Since the bloom was documented to have started before the freeze killed so many fish, the elevated nitrogen levels aren't cited as a cause for the bloom, but as a factor which likely intensified it. Similar freeze events along the Texas coast in other bays did not result in major outbreaks of brown tide, so freeze kills are not thought of as having the ability on their own to initiate a brown tide bloom. Blooms of this organism begin mainly in hypersaline waters in which there is "a breakdown in the factors that control algal growth." (257) Since the water is basically stagnant in a hypersaline lagoon like the Laguna Madre/Baffin Bay system, the effects of "sinking, mixing and flushing are always minimal." (257) Such areas are more susceptible to brown tide outbreaks and to the persistence of such outbreaks when they occur.

Basically, the evidence is clear. The brown tide phytoplankton is always present in the Laguna Madre/Baffin Bay system. When conditions are favorable for the organisms that graze on it and keep its abundance low, the brown tide will apparently disappear, but when conditions conspire to eliminate or drastically reduce its grazers, the brown algae will become so abundant as to become visible to the human eye, causing obvious turbidity in the water. Such turbidity can cause the loss of seagrass beds due to light reduction, and declines in abundance and variety of organisms within waters affected by the bloom. Neither of these effects is a positive one, that's for sure.

Comparing the assertions in this study to my own observations is interesting. I (and others) have noted in recent years that the bloom tends to dissipate in times of drought, then bounce back with a vengeance once rain falls in adequate amounts to create runoff into the bays. A historically wet July in 2007 was followed by a strong bloom in the Upper Lagoon. Similarly, torrential rains associated with Hurricane Dolly seemed to create a nasty blob of brown water in and around the Land Cut late in 2008, and a rainy weather pattern which commenced in September 2009 following sixteen months of drought in the Corpus Christi area preceded our most recent outbreak.

----------------------------------------

EXERCISES:
a - Answer these questions about the brown tide passage:
(i) What factor does the passage say likely intensified the bloom rather than caused it?
(ii) What happens to the brown tide when conditions favor the organisms that graze on it?
(iii) What weather in 2007 was followed by a strong bloom in the Upper Lagoon?
b - Write what comes next in the brown tide passage, picking up right after its final sentence.
The records can be set aside, since nothing here depends on them.

(Collected data entries)
----------------------------------------

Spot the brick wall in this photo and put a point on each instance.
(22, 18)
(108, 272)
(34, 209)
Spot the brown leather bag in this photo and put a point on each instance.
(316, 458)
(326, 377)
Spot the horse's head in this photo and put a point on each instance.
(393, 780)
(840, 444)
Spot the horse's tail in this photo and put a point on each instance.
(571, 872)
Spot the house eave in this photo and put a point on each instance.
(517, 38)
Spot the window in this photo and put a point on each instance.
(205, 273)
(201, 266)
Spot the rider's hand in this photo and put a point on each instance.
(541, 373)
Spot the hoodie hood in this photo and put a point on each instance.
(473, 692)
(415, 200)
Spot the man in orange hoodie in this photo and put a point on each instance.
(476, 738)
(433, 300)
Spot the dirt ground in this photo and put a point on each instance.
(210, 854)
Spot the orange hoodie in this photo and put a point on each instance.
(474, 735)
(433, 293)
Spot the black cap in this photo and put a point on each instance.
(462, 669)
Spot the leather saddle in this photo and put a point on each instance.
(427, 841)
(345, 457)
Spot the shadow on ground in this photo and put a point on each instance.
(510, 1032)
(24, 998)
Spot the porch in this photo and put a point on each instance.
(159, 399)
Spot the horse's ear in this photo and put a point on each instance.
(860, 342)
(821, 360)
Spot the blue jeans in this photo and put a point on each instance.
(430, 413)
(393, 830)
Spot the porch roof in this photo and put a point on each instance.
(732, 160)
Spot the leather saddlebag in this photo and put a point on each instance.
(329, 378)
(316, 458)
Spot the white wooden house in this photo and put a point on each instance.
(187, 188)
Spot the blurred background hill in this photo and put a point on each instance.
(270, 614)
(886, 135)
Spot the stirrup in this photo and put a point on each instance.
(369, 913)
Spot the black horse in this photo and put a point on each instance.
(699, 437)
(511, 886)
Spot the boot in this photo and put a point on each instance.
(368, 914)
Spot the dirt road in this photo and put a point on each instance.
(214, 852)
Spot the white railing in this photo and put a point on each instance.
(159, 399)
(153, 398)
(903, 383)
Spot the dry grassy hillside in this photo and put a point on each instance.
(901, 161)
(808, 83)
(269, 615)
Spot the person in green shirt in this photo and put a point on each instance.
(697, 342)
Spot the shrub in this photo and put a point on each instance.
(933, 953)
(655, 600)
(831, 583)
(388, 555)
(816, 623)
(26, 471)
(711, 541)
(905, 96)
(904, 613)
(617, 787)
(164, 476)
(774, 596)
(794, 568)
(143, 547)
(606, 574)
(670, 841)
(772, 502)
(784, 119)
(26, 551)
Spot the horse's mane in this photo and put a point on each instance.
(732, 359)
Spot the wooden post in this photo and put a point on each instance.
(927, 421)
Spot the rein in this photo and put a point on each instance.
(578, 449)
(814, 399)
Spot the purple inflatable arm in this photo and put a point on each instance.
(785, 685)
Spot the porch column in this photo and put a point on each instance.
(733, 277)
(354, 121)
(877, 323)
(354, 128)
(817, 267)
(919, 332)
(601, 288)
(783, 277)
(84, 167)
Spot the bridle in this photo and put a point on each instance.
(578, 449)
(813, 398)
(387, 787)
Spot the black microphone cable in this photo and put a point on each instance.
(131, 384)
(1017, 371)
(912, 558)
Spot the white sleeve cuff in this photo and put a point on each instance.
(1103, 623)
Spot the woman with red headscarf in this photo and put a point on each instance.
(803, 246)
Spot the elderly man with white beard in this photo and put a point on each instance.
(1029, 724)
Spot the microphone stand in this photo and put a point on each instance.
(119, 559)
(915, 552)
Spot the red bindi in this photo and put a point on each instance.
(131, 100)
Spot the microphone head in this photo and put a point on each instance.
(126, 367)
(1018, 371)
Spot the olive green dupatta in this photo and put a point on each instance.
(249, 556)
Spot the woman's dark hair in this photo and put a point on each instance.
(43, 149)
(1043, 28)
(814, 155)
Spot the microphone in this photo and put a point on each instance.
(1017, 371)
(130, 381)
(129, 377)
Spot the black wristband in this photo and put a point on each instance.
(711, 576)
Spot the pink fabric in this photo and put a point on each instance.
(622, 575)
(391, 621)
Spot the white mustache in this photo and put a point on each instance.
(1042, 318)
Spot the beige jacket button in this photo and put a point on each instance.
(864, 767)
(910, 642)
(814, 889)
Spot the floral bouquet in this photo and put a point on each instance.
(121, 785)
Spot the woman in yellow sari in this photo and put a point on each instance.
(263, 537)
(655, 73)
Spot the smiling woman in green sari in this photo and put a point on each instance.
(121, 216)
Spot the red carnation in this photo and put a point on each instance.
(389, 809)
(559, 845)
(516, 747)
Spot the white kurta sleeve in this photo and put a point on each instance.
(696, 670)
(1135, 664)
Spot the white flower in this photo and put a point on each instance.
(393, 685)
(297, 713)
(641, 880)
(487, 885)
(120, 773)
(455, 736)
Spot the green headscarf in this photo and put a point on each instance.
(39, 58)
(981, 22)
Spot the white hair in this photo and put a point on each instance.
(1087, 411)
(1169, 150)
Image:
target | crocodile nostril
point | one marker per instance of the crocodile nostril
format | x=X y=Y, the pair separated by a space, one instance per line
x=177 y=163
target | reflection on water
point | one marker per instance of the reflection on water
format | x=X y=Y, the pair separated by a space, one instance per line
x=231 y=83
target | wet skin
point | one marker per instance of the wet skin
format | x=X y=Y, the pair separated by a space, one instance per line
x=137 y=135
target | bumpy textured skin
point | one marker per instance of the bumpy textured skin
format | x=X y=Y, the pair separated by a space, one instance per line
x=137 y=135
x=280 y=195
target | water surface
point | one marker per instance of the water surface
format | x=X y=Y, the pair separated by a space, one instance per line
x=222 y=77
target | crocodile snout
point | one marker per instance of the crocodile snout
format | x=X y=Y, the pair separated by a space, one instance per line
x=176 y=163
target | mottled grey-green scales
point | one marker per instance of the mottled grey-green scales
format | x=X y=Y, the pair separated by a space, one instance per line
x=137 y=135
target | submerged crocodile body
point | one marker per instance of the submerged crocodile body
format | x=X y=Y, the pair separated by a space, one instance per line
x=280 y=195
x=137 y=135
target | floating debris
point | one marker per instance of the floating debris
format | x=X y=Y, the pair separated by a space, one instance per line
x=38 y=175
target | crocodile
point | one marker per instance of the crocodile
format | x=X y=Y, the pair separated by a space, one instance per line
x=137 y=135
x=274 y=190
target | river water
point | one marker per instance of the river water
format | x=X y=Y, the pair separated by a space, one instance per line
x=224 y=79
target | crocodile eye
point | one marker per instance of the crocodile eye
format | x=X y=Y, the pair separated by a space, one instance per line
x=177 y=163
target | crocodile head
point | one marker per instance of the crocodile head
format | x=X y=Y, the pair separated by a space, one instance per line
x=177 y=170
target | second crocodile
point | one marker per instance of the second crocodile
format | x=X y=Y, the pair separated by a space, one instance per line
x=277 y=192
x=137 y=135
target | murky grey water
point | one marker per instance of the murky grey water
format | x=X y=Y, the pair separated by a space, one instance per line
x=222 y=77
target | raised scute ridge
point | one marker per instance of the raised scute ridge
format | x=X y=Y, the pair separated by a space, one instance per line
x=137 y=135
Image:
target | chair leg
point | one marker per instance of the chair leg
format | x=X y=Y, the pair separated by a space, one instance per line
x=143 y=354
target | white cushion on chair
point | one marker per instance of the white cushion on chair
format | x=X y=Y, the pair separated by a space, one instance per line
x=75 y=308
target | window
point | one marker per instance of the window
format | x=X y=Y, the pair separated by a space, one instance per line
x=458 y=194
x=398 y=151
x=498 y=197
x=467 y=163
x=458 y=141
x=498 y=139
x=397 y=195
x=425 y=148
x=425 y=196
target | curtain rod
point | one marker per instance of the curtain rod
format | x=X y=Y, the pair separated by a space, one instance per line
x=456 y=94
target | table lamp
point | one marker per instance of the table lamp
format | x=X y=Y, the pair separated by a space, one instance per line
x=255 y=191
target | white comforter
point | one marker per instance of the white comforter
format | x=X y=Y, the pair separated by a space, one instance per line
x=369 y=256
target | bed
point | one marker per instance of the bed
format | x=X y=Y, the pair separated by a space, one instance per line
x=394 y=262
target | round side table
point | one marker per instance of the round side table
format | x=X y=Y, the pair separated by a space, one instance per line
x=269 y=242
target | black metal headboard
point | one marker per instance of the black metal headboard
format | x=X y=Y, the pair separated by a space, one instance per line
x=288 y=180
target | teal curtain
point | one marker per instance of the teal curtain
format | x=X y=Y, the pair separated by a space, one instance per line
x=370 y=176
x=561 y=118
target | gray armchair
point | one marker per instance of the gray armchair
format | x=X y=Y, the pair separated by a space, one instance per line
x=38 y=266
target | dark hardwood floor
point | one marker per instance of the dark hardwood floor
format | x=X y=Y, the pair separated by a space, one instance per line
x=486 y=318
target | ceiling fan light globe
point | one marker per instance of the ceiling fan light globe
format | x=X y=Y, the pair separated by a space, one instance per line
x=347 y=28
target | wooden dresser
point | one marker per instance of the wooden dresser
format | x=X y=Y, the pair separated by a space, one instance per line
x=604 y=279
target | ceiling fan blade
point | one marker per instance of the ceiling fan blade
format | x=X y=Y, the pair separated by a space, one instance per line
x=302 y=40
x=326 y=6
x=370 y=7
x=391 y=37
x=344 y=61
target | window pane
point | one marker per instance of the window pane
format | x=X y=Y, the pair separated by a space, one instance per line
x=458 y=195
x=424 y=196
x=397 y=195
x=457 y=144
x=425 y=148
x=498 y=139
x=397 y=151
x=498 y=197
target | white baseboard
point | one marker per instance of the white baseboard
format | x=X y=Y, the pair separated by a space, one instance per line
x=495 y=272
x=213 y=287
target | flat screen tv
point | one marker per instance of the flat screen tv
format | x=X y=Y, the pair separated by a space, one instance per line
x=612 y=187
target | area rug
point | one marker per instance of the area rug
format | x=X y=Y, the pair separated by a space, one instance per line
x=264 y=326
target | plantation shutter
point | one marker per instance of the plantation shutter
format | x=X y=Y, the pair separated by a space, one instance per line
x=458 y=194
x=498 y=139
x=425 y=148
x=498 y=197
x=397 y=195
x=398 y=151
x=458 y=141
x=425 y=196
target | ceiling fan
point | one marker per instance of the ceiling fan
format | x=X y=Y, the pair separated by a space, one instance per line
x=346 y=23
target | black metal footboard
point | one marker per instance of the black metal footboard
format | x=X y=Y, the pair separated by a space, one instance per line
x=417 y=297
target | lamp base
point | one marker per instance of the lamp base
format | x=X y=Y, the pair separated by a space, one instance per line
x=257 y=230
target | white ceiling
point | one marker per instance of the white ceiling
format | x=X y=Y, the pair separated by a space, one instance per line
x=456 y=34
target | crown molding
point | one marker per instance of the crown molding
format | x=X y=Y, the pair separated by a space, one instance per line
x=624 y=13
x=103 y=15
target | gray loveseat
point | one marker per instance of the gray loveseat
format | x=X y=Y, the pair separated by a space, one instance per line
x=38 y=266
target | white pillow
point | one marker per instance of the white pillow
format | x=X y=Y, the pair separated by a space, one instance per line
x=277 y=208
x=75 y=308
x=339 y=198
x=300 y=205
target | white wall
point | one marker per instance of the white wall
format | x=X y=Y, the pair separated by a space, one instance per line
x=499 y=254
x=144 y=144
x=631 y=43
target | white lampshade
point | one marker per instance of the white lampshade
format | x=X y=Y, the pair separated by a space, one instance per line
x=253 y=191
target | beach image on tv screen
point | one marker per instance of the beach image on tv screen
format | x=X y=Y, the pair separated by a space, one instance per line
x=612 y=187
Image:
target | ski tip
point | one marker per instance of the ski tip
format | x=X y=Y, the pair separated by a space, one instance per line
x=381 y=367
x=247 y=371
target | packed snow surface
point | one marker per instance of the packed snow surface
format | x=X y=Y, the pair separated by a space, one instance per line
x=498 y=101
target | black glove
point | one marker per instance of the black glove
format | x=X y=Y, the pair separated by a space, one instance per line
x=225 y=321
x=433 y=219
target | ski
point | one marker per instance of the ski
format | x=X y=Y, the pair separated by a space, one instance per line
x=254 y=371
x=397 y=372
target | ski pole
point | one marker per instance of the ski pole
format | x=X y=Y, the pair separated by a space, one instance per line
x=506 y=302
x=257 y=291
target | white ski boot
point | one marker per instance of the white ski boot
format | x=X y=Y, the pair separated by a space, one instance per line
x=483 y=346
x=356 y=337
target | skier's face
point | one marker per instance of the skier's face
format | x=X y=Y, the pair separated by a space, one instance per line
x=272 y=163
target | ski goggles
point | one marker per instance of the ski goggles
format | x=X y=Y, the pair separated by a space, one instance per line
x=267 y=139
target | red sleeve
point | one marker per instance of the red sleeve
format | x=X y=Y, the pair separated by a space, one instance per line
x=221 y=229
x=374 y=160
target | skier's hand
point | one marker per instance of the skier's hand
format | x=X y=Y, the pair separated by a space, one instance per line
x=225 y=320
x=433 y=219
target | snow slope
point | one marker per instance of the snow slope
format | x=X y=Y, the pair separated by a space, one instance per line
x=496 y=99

----------------------------------------

TASK RESULTS:
a -
(i) Elevated nitrogen levels.
(ii) It apparently disappears.
(iii) A historically wet July.

b -
I accept the premise that brown tide blooms when factors disrupt the balance between the algae and its grazers. Since most of the recently observed blooms gained a stronghold after significant rain events, it appears that runoff from pastureland on local ranches affects the chemical composition of the water in a way that is generally favorable to the brown algae and not its grazers. Or, it could simply be that heavy rains occurring after a drought create optimal salinity levels for to the brown tide phytoplankton at a time when its grazers have disappeared.

Ironically, Withers' study asserts that rains and runoff will eventually cause a bloom to dissipate, when the salinity drops enough for the brown tide grazers to flourish and reduce the algae to normal levels. This type of "turnover" happens faster in bodies of water which have more mixing, sinking and flushing, due to their close proximity to rivers and/or passes to the open Gulf of Mexico.

One thing I can now say with certainty is that the severity and persistence of the latest brown tide bloom in the Lower Lagoon was intensified by high ammonia levels in the water caused by the presence of dead fish killed by a red tide outbreak there last summer and fall. I hope some of that "bad water" is flushed out of the system through the East Cut before the prevailing onshore breeze blows it over here and makes our fishing tougher! Unfortunately, having a better understanding of the science of brown tide does nothing to help a fisherman catch more fish. Sometimes, coping with it and catching fish is possible through creative tactics and patience. Other times, fleeing from it and fishing unaffected areas is a much wiser choice.